### Data extracts
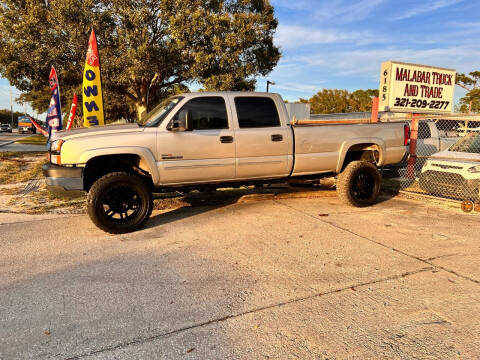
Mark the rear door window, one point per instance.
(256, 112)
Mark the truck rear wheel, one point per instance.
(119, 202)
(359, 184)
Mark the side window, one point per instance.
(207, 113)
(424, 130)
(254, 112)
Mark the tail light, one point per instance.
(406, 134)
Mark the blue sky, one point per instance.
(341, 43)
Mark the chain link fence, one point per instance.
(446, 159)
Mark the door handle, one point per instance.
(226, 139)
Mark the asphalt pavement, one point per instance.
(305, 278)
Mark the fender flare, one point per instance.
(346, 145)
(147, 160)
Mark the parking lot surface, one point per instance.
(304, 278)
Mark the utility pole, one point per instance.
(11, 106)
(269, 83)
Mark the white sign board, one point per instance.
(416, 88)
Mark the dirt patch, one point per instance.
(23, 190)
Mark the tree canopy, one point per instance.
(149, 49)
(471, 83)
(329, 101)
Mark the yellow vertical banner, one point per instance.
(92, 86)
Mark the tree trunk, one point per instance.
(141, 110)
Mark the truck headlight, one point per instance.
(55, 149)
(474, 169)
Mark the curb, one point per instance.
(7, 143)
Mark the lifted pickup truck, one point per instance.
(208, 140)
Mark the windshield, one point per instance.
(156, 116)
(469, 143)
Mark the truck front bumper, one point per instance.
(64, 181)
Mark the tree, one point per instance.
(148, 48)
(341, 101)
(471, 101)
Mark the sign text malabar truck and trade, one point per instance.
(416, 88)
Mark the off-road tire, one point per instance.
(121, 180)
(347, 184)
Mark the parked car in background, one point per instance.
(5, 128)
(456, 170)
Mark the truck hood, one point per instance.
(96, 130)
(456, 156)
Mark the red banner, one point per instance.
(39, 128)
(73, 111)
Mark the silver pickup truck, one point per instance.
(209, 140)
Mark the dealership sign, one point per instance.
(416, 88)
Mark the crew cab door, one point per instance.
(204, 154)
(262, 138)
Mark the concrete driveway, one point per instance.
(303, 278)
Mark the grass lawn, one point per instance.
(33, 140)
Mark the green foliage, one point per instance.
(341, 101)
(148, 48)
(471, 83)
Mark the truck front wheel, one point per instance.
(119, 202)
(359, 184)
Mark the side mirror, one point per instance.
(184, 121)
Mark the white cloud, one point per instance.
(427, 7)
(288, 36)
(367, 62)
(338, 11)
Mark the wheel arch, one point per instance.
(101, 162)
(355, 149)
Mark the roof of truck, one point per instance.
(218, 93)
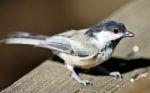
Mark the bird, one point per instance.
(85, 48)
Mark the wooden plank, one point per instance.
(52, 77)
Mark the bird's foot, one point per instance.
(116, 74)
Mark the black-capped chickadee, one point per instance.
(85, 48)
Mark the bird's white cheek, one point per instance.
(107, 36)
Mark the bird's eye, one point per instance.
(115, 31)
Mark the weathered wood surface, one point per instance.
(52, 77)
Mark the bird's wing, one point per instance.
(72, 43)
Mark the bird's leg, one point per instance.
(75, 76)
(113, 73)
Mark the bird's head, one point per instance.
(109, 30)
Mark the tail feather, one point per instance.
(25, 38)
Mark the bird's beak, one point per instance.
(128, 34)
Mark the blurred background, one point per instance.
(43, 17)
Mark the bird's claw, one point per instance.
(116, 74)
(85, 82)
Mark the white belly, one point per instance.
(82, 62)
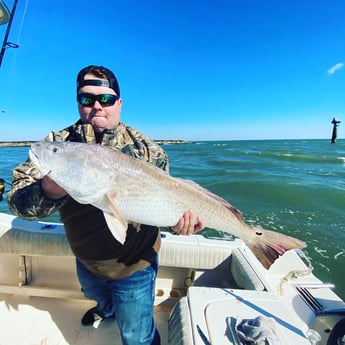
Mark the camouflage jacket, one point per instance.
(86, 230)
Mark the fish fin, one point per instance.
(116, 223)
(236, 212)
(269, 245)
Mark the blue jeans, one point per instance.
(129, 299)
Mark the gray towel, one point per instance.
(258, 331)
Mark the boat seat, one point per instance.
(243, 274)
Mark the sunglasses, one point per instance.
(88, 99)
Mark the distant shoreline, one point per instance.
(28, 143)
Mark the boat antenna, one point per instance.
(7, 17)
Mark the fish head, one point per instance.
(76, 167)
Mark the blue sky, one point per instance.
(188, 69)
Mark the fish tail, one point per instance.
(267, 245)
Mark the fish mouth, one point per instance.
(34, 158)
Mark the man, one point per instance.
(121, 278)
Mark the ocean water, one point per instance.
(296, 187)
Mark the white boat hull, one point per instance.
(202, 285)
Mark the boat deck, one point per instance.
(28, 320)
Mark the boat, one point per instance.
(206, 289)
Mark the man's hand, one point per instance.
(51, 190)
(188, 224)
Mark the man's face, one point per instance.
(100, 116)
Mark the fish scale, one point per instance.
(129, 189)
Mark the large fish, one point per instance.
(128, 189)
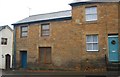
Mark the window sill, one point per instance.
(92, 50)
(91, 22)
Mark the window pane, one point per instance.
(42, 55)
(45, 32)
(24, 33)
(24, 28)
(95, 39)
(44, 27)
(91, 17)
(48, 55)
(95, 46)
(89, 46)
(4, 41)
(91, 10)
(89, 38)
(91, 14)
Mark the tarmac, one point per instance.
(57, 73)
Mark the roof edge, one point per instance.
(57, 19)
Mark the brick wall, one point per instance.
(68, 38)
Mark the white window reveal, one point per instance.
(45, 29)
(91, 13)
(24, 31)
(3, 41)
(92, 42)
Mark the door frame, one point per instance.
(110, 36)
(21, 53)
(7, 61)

### Requirement
No picture is to appear in the copy; every entry above is otherwise to be printed verbatim.

### Result of this task
Mark the rear door window, one point per instance.
(256, 112)
Mark the truck rear wheel, one point per instance.
(119, 202)
(359, 184)
Mark the side window, one point per instance.
(207, 113)
(424, 130)
(254, 112)
Mark the tail light, one point per instance.
(406, 134)
Mark the blue sky, one point per instance.
(341, 43)
Mark the chain link fence, one point per instance.
(446, 159)
Mark the door handle, one point per instance.
(226, 139)
Mark the asphalt pavement, one point per instance.
(305, 278)
Mark the fender flare, one point per instance.
(346, 145)
(147, 160)
Mark the parking lot surface, one point per instance.
(304, 278)
Mark the utility pole, one point per instance.
(11, 106)
(269, 83)
Mark the white sign board, one point per instance.
(416, 88)
Mark the dirt patch, one point per instance.
(23, 190)
Mark the tree canopy, one point per instance.
(149, 49)
(471, 83)
(329, 101)
Mark the yellow vertical banner, one point per instance.
(92, 86)
Mark the tree trunk, one point per instance.
(141, 110)
Mark the truck headlight, one point per instance.
(55, 149)
(474, 169)
Mark the curb, one point per instance.
(7, 143)
Mark the lifted pickup truck, one point per instance.
(208, 140)
Mark the windshield, one point per instance.
(156, 116)
(469, 143)
Mark the truck front bumper, one point per instance.
(64, 181)
Mark the tree, one point per instance.
(148, 48)
(341, 101)
(471, 101)
Mark the sign text malabar truck and trade, one point per instance.
(416, 88)
Mark the off-road tire, one point per instance.
(121, 180)
(347, 184)
Mark the parked car in background, one point per instance.
(5, 128)
(456, 170)
Mark the truck hood, one point per instance.
(96, 130)
(456, 156)
Mark the red banner, one point per instance.
(39, 128)
(73, 111)
Mark the silver pickup truck, one point per instance.
(209, 140)
Mark the dealership sign, one point per instance.
(416, 88)
Mark the crew cab door, one point per instance.
(204, 154)
(262, 138)
Mark the concrete driveway, one point per instance.
(303, 278)
Mark the grass lawn, one point per instance.
(33, 140)
Mark the green foliage, one point per instance.
(341, 101)
(148, 48)
(471, 83)
Mark the truck front wheel, one point per instance.
(119, 202)
(359, 184)
Mark the side mirror, one point per instance.
(184, 121)
Mark the white cloud, one point per instance.
(427, 7)
(288, 36)
(367, 62)
(338, 11)
Mark the wheel arch, one point per instance.
(101, 162)
(355, 149)
Mark the roof of truck, one point per instance.
(218, 93)
Mark the bird, one point per instance.
(85, 48)
Mark the wooden plank, one point per instance.
(52, 77)
Mark the bird's foot, one point per instance.
(116, 74)
Mark the black-capped chickadee, one point per instance.
(85, 48)
Mark the bird's white cheek, one point per instance.
(107, 36)
Mark the bird's eye, one point per instance.
(115, 31)
Mark the weathered wood surface, one point per instance.
(52, 77)
Mark the bird's wing, one point per instance.
(72, 43)
Mark the bird's leg, one point per instance.
(75, 76)
(113, 73)
Mark the bird's head, one point per instance.
(109, 30)
Mark the tail feather, one point per instance.
(25, 38)
Mark the bird's beak, one point per instance.
(128, 34)
Mark the blurred background, one point per instance.
(43, 17)
Mark the bird's claw, one point per instance.
(116, 74)
(85, 82)
Mark the white belly, one point per instance.
(82, 62)
Mark the camouflage jacket, one point per instance.
(86, 230)
Mark the fish fin, one point per instance.
(116, 223)
(236, 212)
(269, 245)
Mark the blue jeans, one point per instance.
(129, 299)
Mark the gray towel, one point per instance.
(258, 331)
Mark the boat seat, one point per instance.
(243, 274)
Mark the sunglasses, one point per instance.
(88, 99)
Mark the distant shoreline, one point per instance.
(28, 143)
Mark the boat antenna, one point per instance.
(7, 17)
Mark the fish head, one point per instance.
(76, 167)
Mark the blue sky, one point per instance.
(188, 69)
Mark the fish tail, one point per instance.
(267, 245)
Mark the fish mouth, one point per instance.
(34, 158)
Mark the man, one point per instance.
(121, 278)
Mark the ocean water, one point per instance.
(296, 187)
Mark the white boat hull, one point per instance.
(202, 285)
Mark the boat deck, one point per instance.
(28, 320)
Mark the boat, one point per instance.
(206, 289)
Mark the man's hand, one point per instance.
(51, 190)
(188, 224)
Mark the man's face, one point per instance.
(100, 116)
Mark the fish scale, one point per instance.
(129, 189)
Mark the large fish, one point per instance.
(128, 189)
Mark the window sill, one point per instance.
(92, 50)
(91, 22)
Mark the window pane, one point per instance.
(42, 55)
(45, 32)
(24, 33)
(24, 28)
(95, 39)
(44, 27)
(91, 17)
(48, 55)
(95, 46)
(89, 46)
(4, 41)
(91, 10)
(89, 38)
(91, 14)
Mark the tarmac, one point per instance.
(57, 73)
Mark the roof edge, one point per instance.
(57, 19)
Mark the brick wall, one point per instance.
(68, 38)
Mark the white window reveal, one point per instance.
(45, 29)
(91, 13)
(24, 31)
(3, 41)
(92, 42)
Mark the door frame, one point per instance.
(110, 36)
(21, 53)
(7, 61)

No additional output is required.